# [TEXT PROVIDED]
►

Five statues representing the children victims of the Holocaust were vandalized in 2021. Now, they are back on display at Tulsa's Sherwin Miller Museum of Jewish Art.

TULSA, Okla. − Five statues representing the children victims of the Holocaust were vandalized in 2021.

Now, they are back on display at Tulsa's Sherwin Miller Museum of Jewish Art.

"It's been a process, and we're just so happy that they're now back in the rightful place at Liberators Park," said Director Tracey Herst-Woods.

It took the artist two years to make repairs.

"We found them the next day," said Herst-Woods. "The statues were on the ground, they were bent at the legs down. A couple of them were moved off the pad together."

Herst-Woods hopes the statues are more difficult to knock down.

"She reinforced the legs, but two of them, three of them had to be rebuild from the bottom up," she said. Two boys were responsible for the vandalism, but Herst-Woods says it wasn't an anti-Semitic move.

"We wanted them to be impacted on the gravity of what they did, so when the judge sentenced them to do community service, we offered them to do it on our campus, and they did," said Herst-Woods.

The exhibit is more than just art. The stones inside each statue represent specific children.

"Each of these statues is filled with the names of the children who died during the Holocaust," said Sofia Thornblad, Director of Collections and Exhibitions at the museum.

"They are a way for young people to directly connect with the Holocaust by remembering a specific individual who perished," said Thornblad.

The museum plans to eventually have 15 statues representing the 1.5 million children killed.

◄

# [WHAT THIS EXERCISE ASKS]
1. Summarize the article on the restored Holocaust statues in two sentences.
2. Output the passage of the article on the restored Holocaust statues starting at "TULSA, Okla. −" and ending at "to make repairs.".

# [DATA SHOWN]
►

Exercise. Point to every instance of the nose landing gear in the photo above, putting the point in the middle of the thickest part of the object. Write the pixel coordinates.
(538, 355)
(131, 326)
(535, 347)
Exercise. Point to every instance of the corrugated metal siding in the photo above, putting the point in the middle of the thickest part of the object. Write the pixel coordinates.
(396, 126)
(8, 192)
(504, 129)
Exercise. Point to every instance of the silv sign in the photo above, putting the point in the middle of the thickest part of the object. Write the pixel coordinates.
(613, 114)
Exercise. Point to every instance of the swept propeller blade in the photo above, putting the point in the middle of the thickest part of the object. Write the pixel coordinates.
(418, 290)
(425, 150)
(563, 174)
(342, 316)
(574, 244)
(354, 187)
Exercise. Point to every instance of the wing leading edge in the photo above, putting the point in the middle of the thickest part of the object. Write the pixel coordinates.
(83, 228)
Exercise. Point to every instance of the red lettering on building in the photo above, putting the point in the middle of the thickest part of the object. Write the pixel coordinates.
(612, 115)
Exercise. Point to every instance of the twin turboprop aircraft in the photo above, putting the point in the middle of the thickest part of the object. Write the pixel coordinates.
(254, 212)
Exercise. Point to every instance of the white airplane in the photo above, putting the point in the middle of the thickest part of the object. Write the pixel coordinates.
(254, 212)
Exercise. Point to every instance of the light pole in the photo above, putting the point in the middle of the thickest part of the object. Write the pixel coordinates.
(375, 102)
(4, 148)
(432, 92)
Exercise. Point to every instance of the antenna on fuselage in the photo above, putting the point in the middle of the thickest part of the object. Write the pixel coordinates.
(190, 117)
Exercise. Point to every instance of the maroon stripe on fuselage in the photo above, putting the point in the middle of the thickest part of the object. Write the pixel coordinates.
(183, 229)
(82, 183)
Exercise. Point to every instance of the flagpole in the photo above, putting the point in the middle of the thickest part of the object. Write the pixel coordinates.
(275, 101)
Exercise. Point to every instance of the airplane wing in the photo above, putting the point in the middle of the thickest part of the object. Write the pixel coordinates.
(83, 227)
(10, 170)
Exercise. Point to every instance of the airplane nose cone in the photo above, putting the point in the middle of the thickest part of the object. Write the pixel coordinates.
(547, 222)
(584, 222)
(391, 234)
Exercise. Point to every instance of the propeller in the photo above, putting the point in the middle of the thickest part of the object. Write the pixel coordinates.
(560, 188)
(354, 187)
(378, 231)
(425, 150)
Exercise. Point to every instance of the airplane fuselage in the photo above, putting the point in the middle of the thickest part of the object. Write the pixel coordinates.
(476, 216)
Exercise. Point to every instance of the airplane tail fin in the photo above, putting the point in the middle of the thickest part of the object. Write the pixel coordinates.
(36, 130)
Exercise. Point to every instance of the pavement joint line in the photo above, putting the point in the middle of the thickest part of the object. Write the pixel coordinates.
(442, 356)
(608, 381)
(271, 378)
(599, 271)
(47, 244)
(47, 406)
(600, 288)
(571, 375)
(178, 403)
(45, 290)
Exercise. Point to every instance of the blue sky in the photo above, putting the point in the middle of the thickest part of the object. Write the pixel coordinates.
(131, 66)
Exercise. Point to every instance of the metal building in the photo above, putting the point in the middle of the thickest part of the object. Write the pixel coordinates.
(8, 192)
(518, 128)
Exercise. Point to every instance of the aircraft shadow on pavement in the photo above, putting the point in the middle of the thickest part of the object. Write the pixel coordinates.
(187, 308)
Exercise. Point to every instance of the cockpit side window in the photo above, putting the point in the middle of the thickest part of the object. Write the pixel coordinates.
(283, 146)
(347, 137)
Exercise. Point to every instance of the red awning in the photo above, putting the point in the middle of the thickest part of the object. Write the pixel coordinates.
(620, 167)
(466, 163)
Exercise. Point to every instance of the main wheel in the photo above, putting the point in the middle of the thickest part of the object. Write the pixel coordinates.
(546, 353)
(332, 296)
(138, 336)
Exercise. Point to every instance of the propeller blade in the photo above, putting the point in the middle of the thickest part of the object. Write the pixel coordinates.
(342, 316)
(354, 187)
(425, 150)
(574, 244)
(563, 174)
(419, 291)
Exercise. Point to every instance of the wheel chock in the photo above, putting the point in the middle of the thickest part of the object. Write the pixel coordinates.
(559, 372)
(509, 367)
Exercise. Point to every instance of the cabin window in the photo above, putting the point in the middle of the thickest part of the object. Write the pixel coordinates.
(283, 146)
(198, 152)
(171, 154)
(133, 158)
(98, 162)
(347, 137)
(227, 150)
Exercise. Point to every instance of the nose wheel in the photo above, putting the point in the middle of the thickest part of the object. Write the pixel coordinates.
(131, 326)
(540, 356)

◄

# [SOLUTIONS TO THE TASKS]
1. Five statues representing child victims of the Holocaust were vandalized by two boys in 2021. After the artist spent two years on repairs, the statues are back on display at Tulsa's Sherwin Miller Museum of Jewish Art; each one is filled with the names of children who died in the Holocaust.

2.
TULSA, Okla. − Five statues representing the children victims of the Holocaust were vandalized in 2021.

Now, they are back on display at Tulsa's Sherwin Miller Museum of Jewish Art.

"It's been a process, and we're just so happy that they're now back in the rightful place at Liberators Park," said Director Tracey Herst-Woods.

It took the artist two years to make repairs.